• **Work to complete**: Reproduce the data below word for word, keeping every line.

• **Raw records**:
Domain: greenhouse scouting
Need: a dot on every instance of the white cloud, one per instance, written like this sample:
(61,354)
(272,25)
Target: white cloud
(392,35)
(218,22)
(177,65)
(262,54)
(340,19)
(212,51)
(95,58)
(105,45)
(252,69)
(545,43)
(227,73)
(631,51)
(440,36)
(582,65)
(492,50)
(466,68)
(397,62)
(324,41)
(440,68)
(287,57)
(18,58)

• **Result**:
Domain: greenhouse scouting
Need: a dot on every instance of the white cloud, one per instance, written like this sample:
(61,354)
(272,25)
Target: white cloud
(392,35)
(218,22)
(177,65)
(262,54)
(340,19)
(212,51)
(95,58)
(105,45)
(252,69)
(545,43)
(227,73)
(631,51)
(440,36)
(582,65)
(492,50)
(466,68)
(397,62)
(324,41)
(440,68)
(287,57)
(18,58)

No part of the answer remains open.